* _Written task_
Reproduce the whole listing, character for character.

Records from a data source

+ + + + + + +

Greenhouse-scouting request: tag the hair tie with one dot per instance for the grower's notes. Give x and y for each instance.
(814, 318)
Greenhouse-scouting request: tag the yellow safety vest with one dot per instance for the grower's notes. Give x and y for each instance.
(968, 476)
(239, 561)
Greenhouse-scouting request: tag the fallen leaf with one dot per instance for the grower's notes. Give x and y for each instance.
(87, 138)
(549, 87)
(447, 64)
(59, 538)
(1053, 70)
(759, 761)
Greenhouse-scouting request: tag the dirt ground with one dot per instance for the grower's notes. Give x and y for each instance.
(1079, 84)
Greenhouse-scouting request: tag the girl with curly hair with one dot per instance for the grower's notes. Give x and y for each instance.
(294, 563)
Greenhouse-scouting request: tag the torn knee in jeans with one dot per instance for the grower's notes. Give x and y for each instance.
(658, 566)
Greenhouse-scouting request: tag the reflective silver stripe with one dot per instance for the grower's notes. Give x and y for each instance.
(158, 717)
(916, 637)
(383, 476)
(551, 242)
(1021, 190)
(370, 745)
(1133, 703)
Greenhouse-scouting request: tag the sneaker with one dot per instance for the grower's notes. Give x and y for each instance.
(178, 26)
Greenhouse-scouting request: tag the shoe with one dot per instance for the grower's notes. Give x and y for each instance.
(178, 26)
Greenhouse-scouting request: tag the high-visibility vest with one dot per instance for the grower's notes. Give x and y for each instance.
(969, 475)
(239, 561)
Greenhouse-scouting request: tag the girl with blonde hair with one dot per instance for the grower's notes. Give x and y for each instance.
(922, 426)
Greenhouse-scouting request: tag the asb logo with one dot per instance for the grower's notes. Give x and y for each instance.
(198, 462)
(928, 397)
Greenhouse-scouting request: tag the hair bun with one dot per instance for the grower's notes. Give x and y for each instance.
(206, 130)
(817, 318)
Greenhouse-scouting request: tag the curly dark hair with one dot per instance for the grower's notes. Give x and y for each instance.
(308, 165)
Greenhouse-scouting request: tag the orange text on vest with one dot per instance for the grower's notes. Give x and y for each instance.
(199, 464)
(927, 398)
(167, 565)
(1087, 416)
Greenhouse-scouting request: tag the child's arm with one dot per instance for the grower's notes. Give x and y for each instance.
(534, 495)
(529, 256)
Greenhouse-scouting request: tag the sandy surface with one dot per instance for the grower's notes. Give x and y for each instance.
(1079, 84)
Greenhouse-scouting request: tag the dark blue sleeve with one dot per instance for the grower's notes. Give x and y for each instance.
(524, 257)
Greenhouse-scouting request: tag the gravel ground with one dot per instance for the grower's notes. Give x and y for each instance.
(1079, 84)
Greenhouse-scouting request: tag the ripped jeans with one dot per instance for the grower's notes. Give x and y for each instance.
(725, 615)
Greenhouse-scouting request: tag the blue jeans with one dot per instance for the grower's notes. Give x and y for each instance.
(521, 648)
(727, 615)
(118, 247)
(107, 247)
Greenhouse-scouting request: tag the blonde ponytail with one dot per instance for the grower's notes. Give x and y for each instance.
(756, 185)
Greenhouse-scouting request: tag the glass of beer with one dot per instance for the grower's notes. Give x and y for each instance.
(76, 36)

+ + + + + + +

* _Solution_
Greenhouse-scouting request: tag the hair tie with one dot per instance for the grower's notes. Give x and y for each instance.
(814, 318)
Greenhouse-scouting request: tag the yellow safety vest with one dot per instance for the grower's notes. Give x and y for each instance.
(968, 476)
(239, 561)
Greenhouse-scouting request: tag the fallen leaf with one dot per instance for the grower's notes. Give x and y for each instance.
(87, 138)
(549, 87)
(447, 64)
(59, 538)
(1053, 70)
(759, 761)
Greenhouse-scouting request: tag the dirt ground with one dot per instance for the grower's notes. Give x and y for each instance.
(1079, 84)
Greenhouse-scouting request: tag the girl with curly hair with one dot per instance for the grower's notes. Give x and y for each instance.
(294, 563)
Greenhouse-scouting request: tag the torn knee in jeans with one dot per instance for the grower's notes. Give x and y for each instance.
(658, 566)
Greenhouse-scouting request: tag the reflective silver stripe with one dot per instance for the grower's notes. Give x and y for each instance.
(158, 717)
(916, 637)
(383, 476)
(551, 242)
(1021, 190)
(370, 745)
(1133, 703)
Greenhouse-scouting request: tag the sneaker with one dot per instance for the grower's notes. Give x and y for each instance.
(178, 26)
Greenhouse-scouting request: tag the shoe with one dot per instance for the grower's notes. Give x and y for each instance.
(178, 26)
Greenhouse-scouting request: tag the high-visibility vest with one dot per instance for the grower's notes. Give x and y for each instance.
(969, 475)
(239, 561)
Greenhouse-scouting request: tag the girl with blonde hair with one dot per instance for the grower's notes. Give x and y for each instance.
(922, 426)
Greenhouse-scouting request: tag the asb logo with one dot per instance for the grower's notes. Give x and y for each instance.
(198, 462)
(928, 397)
Greenhouse-scouting request: tag the hair bun with one dot per instance for the grower's notes. Give x and y for each instance.
(206, 130)
(817, 318)
Greenhouse-scouting request: tag the curly dark hair with one dot per instance for the grower's notes. Give x and y for each instance.
(308, 165)
Greenhouse-scouting request: tag the orange text on vest with one dot per instance for the grower's notes. Give x and y for each instance.
(199, 464)
(927, 398)
(167, 565)
(1087, 416)
Greenhouse-scouting request: tag the child's arm with one dot per instance for the grower's notes. Give x and y for each instance.
(534, 495)
(529, 256)
Greenhouse-scouting request: tag the sandy surface with one dot per instance for the grower's notes. Give x and y for each instance.
(1079, 84)
Greenhouse-scouting request: tag the dark blue sleeve with one dot per instance for the grower's notes. Give x and y for each instance.
(524, 257)
Greenhouse-scouting request: tag the gravel ground with one dot per instance for the grower's notes. Give x and y for each instance.
(1079, 84)
Greenhouse-scouting request: tag the ripped jeans with one dot per instance for the grower's notes. Give x and y for each instance.
(725, 615)
Greenhouse-scouting request: tag the blue jeans with one dot per instance for the grower's notes. Give x and y for each instance.
(521, 648)
(727, 615)
(118, 247)
(107, 247)
Greenhouse-scouting request: tag the blonde ponytail with one dot per instance for the grower's notes. Give x and y for each instance.
(756, 185)
Greenhouse-scouting request: tag the glass of beer with one dot per instance for the grower's notes. Give x and y for each instance.
(76, 36)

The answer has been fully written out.